● Exercise requirements
Return, exactly as written, every line from the first line of the data below through the line that contains "Category: utility pole".
___ Extracted information
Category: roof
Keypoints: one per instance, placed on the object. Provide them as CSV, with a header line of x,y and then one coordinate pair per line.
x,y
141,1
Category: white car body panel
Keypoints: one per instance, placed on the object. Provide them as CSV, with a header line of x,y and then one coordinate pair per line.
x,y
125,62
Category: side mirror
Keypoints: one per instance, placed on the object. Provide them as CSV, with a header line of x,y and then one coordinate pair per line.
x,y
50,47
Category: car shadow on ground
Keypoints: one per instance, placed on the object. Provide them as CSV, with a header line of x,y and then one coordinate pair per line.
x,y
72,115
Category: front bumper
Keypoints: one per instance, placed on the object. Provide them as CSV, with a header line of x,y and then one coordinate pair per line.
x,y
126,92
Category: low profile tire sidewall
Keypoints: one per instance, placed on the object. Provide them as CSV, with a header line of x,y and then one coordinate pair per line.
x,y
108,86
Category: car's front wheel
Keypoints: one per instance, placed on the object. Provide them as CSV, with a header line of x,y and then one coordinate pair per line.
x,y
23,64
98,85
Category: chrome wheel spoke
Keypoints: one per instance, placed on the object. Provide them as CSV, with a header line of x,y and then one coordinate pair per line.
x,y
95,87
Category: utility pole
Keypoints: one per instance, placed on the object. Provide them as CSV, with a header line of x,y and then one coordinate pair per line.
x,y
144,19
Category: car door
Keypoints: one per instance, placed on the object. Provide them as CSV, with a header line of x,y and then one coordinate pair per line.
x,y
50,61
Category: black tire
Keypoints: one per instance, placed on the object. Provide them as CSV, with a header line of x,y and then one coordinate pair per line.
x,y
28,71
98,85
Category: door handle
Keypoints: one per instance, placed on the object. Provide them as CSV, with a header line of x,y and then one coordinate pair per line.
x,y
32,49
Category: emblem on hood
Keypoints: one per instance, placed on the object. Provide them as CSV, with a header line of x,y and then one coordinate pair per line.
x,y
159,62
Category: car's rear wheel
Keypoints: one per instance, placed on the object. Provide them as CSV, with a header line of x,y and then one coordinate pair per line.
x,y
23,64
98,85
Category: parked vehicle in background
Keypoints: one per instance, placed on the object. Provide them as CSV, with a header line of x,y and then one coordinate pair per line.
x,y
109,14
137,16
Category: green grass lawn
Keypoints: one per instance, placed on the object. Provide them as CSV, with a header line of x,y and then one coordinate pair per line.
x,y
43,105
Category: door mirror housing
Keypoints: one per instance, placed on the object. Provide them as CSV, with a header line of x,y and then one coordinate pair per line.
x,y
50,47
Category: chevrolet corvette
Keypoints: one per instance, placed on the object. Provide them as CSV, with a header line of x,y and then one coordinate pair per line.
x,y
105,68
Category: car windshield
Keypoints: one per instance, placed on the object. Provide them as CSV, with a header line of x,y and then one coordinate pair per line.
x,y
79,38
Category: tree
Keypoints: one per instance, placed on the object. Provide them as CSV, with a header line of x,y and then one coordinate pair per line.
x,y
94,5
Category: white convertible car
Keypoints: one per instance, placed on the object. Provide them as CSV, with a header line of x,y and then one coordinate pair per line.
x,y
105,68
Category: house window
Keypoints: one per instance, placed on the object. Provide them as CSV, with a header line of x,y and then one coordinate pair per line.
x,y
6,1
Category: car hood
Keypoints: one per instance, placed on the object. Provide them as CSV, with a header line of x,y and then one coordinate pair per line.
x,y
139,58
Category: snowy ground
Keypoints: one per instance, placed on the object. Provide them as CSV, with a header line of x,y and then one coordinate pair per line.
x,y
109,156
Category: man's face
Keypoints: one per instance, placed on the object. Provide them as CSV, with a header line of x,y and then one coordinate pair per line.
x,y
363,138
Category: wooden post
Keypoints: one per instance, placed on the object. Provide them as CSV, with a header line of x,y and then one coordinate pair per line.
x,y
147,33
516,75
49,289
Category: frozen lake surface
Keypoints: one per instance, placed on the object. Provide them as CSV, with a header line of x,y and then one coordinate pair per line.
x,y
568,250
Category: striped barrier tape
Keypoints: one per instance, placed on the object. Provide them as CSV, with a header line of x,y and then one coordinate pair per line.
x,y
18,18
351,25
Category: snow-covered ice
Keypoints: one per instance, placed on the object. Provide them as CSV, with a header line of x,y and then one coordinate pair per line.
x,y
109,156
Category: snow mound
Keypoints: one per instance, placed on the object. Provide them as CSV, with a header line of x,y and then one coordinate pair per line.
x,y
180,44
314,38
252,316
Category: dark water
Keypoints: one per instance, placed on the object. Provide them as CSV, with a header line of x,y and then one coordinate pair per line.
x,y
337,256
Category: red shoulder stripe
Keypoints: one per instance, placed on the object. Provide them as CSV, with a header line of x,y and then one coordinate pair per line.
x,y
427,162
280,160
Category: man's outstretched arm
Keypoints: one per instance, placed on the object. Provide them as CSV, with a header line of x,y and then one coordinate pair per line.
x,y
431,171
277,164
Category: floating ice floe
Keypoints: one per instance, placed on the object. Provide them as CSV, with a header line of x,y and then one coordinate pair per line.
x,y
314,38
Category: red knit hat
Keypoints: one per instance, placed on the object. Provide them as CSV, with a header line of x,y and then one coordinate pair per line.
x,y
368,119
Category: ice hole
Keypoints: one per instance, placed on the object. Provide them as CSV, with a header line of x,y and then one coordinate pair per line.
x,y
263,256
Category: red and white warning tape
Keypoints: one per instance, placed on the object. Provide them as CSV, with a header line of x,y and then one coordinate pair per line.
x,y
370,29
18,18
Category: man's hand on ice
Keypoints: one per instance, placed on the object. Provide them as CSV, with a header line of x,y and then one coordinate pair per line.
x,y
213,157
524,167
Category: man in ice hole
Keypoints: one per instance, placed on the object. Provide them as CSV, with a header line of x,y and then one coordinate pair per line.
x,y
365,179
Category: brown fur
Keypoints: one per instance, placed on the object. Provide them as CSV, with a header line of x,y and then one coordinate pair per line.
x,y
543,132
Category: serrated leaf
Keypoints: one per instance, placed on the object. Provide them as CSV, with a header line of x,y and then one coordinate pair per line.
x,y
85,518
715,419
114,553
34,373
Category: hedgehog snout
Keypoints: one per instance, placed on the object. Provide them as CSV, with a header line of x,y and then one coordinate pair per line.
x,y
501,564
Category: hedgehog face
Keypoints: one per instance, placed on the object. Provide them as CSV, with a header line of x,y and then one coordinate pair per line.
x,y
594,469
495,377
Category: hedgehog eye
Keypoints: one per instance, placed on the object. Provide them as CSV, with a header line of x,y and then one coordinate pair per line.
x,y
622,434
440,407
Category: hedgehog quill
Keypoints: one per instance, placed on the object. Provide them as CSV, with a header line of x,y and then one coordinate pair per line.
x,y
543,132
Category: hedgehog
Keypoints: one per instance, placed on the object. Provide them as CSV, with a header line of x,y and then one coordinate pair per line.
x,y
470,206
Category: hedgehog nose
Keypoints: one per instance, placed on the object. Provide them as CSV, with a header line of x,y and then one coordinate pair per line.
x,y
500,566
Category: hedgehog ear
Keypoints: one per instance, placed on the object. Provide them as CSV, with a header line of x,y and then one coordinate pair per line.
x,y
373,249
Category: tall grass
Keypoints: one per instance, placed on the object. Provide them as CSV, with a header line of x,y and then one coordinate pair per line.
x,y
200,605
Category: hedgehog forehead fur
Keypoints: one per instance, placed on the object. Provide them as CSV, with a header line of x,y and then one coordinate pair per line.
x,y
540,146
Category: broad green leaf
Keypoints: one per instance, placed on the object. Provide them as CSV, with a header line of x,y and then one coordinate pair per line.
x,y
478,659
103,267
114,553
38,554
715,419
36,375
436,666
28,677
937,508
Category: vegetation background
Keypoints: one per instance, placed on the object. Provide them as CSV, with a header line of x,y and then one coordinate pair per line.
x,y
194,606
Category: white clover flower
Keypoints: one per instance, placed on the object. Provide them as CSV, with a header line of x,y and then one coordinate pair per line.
______
● Answer section
Category: roof
Keypoints: one per instance, placed on the object. Provide them as CSV, with a header line of x,y and then one coordinate pair per line.
x,y
141,1
Category: white car body panel
Keypoints: one per instance, placed on the object. Provide them as CSV, with a header line of x,y and then one coordinate pair per line.
x,y
125,62
Category: side mirror
Keypoints: one per instance, placed on the object. Provide them as CSV, with a header line of x,y and then one coordinate pair per line.
x,y
50,47
Category: car shadow on ground
Keypoints: one per instance, placed on the object. Provide them as CSV, with a header line of x,y and then one coordinate pair per line.
x,y
72,115
Category: front bumper
Keypoints: one per instance, placed on the object. Provide them as CSV, with a header line of x,y and then one coordinate pair per line.
x,y
126,92
Category: low profile tire sidewall
Keypoints: one per instance, placed on the object. Provide them as CSV, with a header line of x,y and then one coordinate pair per line.
x,y
108,86
Category: car's front wheel
Keypoints: one per instance, placed on the object. Provide them as CSV, with a header line of x,y and then one coordinate pair per line.
x,y
23,64
98,85
Category: chrome wheel spoke
Keypoints: one per instance, placed on the object. Provide them as CSV, with a header line of x,y and then one coordinate pair per line.
x,y
95,87
Category: utility pole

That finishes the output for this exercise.